Find and return every line of the data that contains the word "below".

━━ MATERIAL FOR THIS TASK ━━

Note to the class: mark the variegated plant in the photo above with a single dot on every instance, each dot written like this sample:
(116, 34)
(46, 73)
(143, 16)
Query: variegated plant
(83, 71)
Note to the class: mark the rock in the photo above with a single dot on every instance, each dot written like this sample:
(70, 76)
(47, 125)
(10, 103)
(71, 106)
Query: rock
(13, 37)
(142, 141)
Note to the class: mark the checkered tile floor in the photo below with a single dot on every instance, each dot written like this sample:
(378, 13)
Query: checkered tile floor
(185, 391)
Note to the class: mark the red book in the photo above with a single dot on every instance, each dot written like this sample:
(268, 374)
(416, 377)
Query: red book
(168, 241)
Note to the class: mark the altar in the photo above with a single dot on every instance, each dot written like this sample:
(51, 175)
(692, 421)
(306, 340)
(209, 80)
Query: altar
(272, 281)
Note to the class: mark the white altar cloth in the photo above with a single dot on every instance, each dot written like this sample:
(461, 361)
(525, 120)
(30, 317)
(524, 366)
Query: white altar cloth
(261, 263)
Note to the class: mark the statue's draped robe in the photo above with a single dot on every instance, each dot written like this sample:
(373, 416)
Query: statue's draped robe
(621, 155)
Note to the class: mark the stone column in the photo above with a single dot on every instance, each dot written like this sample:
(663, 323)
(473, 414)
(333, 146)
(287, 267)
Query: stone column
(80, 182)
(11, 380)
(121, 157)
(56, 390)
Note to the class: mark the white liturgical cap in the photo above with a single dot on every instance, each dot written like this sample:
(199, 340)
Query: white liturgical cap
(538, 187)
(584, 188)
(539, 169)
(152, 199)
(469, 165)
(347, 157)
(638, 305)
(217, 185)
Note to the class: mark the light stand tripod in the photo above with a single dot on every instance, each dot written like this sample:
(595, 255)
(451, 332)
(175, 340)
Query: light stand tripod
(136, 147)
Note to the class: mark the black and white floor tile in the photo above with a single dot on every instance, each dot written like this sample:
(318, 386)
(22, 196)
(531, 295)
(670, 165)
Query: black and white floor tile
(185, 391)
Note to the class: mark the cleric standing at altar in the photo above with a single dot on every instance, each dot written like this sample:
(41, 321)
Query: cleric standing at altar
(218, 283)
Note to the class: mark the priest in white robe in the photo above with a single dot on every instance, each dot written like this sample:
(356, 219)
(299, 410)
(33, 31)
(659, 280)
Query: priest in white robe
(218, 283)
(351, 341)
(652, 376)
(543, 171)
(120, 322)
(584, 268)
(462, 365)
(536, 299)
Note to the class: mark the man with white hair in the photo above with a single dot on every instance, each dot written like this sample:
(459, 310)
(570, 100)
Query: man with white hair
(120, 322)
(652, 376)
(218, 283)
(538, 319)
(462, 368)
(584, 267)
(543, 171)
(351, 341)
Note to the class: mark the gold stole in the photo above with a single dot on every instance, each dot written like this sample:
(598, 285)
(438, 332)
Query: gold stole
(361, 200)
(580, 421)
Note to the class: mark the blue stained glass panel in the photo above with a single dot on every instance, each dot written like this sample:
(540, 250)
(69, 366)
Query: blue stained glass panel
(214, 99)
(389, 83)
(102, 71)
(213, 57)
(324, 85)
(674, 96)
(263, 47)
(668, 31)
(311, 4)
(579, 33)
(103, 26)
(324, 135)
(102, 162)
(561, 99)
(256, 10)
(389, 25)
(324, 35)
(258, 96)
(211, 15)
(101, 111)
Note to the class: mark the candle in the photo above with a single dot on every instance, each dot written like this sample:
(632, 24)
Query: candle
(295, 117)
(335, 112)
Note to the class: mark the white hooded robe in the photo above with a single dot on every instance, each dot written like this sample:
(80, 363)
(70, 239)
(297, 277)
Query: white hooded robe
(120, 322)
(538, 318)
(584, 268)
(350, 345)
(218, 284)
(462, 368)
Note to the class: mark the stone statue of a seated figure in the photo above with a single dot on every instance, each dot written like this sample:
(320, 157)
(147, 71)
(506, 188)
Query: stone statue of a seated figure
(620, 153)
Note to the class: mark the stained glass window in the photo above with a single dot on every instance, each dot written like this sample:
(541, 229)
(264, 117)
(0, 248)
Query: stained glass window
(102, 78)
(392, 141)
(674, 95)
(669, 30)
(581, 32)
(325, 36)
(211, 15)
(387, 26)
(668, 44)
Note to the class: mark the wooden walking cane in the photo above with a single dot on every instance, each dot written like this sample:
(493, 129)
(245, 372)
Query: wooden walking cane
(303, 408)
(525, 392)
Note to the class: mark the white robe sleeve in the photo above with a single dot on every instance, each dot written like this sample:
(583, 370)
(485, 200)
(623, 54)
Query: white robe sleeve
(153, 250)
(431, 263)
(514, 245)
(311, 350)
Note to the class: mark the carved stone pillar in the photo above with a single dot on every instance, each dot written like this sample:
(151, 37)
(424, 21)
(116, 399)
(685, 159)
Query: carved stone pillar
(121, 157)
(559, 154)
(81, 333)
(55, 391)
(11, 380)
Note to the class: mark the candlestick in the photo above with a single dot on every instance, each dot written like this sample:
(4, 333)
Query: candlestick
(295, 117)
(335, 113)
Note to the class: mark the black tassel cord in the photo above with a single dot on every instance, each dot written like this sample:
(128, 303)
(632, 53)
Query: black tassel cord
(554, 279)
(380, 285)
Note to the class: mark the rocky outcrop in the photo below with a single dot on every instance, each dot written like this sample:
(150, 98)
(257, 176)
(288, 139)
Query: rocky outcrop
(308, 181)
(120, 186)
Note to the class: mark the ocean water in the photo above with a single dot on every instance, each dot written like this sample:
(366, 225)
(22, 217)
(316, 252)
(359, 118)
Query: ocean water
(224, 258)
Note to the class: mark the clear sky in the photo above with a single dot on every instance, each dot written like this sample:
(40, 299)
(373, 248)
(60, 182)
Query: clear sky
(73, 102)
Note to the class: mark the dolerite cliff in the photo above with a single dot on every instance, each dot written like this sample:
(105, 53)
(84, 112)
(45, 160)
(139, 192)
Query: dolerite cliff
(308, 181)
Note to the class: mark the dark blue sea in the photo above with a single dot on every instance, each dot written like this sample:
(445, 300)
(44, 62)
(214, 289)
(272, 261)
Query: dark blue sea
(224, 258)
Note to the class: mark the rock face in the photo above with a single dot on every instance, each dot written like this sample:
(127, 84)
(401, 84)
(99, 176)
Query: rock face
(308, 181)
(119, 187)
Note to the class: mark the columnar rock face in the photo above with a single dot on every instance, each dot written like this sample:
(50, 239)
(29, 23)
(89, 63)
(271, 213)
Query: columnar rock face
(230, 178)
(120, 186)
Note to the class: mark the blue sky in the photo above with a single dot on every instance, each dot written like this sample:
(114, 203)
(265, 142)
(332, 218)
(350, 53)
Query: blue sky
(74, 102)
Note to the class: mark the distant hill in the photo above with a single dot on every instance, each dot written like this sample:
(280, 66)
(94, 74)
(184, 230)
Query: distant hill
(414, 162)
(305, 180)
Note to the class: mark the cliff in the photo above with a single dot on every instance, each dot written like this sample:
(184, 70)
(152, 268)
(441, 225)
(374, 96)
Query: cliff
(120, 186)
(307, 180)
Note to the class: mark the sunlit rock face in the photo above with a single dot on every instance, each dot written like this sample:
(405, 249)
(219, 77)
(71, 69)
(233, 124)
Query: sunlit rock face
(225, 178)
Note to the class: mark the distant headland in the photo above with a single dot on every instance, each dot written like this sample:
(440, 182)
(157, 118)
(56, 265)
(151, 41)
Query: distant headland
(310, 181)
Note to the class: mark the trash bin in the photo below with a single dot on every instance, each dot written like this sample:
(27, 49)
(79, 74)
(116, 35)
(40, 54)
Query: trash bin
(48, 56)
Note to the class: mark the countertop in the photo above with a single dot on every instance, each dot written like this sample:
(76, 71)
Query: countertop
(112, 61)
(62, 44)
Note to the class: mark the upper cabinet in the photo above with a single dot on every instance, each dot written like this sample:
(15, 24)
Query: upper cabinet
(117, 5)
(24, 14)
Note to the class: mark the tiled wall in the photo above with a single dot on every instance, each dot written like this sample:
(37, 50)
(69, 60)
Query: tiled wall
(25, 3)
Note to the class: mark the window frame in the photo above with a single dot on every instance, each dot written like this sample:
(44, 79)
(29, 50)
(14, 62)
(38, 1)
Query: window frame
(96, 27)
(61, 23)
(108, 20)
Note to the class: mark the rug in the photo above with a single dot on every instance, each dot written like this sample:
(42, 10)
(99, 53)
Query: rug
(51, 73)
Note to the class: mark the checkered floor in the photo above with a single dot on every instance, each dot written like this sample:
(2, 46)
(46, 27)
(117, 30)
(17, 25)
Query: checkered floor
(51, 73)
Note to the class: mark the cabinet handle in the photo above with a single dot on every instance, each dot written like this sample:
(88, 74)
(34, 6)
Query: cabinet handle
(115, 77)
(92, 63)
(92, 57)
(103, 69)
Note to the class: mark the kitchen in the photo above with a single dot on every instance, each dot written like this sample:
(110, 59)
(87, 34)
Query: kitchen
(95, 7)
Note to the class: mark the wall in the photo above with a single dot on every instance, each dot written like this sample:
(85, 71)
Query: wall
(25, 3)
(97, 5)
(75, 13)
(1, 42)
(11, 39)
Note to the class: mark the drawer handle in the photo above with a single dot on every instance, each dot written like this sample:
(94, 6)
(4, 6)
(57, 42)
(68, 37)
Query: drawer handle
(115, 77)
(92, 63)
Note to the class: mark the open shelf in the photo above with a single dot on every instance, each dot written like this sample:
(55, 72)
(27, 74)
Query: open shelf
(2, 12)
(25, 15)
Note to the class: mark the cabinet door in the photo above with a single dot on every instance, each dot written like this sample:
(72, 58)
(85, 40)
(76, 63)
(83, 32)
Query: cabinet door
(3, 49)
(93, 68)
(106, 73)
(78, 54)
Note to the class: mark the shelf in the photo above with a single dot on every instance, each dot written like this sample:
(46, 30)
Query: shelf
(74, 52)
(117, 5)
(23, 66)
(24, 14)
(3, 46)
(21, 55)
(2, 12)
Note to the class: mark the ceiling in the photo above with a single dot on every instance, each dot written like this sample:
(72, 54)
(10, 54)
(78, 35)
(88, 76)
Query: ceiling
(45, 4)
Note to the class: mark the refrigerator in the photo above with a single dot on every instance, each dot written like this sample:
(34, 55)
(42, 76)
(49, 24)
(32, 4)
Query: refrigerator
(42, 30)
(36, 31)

━━━

WRITTEN SOLUTION:
Note to the class: mark the checkered tile floor in the photo below with a single dot on every instance, each dot written like this sample:
Note to the class: mark the rocky outcrop in the photo below with a single dot on every instance, each dot written like this sample:
Note to the class: mark the trash bin in the photo below with a single dot on every instance, each dot written like this sample:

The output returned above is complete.